Which lines in the data contain the word "shoulder"? Please copy each of them.

Top of Information

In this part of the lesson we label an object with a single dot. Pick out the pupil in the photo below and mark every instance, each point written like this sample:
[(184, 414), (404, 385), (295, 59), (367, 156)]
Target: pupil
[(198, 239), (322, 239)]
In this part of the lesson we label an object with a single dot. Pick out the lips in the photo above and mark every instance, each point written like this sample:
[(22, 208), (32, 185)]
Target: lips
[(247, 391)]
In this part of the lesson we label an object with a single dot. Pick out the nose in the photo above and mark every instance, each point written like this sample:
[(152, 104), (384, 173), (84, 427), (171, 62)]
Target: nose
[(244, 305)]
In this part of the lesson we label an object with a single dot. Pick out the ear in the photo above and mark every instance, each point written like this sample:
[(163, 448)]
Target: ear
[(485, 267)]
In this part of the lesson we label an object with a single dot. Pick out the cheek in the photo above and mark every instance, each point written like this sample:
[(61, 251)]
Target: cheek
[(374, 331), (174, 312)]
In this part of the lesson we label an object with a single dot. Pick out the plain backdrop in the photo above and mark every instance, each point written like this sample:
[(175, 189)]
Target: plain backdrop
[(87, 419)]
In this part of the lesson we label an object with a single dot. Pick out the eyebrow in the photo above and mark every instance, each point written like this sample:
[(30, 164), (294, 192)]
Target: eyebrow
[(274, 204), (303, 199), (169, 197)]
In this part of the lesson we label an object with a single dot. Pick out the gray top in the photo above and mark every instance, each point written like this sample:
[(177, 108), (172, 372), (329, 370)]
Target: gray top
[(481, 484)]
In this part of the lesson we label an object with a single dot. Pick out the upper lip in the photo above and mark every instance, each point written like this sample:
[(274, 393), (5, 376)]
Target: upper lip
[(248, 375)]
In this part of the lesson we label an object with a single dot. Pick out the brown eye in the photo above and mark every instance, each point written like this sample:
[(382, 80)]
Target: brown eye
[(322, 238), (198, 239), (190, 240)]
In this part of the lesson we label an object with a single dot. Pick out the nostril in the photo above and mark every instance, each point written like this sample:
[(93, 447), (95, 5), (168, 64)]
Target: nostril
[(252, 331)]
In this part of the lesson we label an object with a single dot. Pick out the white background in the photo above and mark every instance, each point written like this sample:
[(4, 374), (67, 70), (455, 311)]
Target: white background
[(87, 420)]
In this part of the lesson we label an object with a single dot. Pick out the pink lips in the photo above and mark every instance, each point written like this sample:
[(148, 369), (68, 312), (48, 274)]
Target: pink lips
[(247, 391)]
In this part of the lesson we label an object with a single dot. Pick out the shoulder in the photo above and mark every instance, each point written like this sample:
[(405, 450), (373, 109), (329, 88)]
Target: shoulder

Bottom of Information

__Task output__
In this part of the lesson we label an object with a single dot. Pick out the shoulder in the photo above and mark every instance, each point written like this sample:
Target: shoulder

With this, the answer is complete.